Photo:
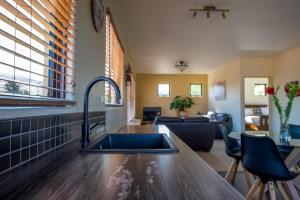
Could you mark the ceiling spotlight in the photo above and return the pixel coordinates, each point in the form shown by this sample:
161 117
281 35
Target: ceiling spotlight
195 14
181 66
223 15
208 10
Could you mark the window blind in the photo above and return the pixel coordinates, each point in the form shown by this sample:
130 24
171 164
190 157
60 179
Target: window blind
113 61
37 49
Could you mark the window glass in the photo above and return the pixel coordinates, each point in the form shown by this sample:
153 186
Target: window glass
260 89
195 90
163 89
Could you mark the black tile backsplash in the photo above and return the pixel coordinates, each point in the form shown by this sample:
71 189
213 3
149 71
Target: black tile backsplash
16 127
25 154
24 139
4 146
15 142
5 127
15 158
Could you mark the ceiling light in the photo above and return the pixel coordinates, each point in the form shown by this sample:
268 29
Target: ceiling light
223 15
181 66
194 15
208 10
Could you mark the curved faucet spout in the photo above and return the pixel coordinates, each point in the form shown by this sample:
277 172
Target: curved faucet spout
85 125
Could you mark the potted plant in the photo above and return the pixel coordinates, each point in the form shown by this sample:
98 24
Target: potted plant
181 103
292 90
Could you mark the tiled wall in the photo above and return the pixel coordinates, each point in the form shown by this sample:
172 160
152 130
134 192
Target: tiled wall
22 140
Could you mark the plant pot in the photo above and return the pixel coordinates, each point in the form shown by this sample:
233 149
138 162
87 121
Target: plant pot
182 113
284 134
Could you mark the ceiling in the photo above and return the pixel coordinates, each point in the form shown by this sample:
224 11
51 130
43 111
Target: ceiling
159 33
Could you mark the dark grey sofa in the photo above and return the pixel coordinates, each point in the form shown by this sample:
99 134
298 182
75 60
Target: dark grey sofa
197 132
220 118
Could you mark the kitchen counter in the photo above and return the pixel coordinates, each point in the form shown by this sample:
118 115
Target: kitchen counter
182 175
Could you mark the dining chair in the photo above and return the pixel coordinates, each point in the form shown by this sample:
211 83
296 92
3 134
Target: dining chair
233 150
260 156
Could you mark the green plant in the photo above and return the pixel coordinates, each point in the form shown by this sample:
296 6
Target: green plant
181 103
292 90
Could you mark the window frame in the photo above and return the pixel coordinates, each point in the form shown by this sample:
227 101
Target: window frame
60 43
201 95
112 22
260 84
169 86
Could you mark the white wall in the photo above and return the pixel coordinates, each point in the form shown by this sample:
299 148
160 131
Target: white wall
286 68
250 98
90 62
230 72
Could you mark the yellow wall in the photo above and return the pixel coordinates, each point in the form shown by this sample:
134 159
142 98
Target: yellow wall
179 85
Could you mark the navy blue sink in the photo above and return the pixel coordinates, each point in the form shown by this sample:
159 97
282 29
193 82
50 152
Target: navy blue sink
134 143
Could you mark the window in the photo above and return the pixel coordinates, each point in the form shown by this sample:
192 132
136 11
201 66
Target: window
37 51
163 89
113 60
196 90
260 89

-------------------------

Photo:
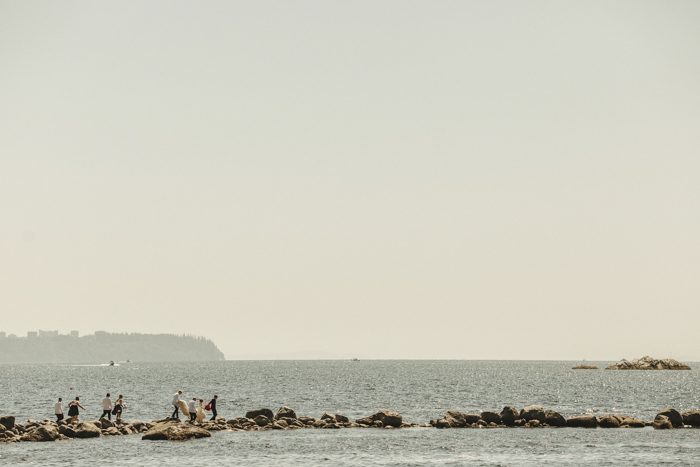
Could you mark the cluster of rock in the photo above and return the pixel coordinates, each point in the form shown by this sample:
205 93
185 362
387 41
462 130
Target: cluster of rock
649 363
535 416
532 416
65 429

-------------------------

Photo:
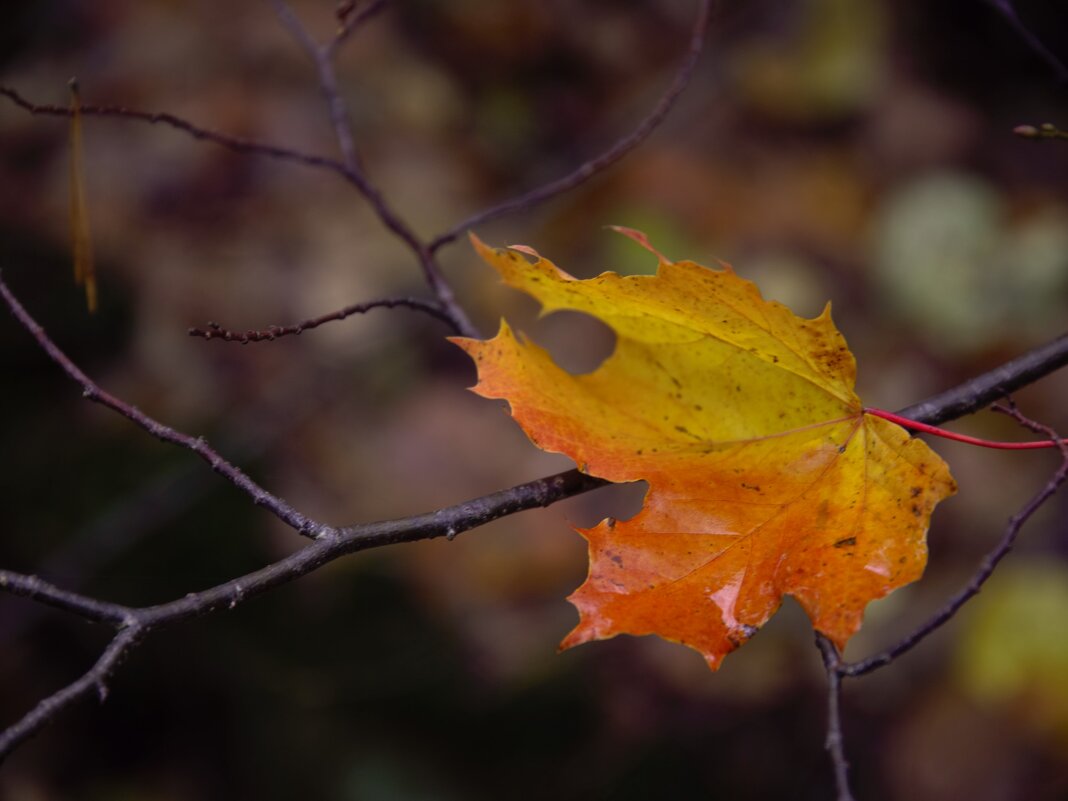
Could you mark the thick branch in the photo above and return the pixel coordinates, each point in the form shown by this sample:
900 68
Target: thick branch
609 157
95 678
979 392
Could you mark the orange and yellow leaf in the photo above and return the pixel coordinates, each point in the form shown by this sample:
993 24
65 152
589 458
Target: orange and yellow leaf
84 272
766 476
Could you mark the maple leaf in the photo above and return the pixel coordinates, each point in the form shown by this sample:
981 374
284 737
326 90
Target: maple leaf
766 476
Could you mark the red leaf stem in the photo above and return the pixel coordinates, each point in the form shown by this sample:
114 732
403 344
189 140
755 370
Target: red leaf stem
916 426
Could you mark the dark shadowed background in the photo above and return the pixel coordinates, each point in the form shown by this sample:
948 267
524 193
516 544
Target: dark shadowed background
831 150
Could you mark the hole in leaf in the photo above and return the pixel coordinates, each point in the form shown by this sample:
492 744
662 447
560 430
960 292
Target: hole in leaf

-------------------------

**REQUIREMENTS**
Report each line of the data above that contains the string "glass", copying every such line in full. Case counts when matching.

**FULL OUTPUT**
Could you mark the window glass in the photo above and return the pixel coordinates, each point in the form shown by this sample:
Target: window glass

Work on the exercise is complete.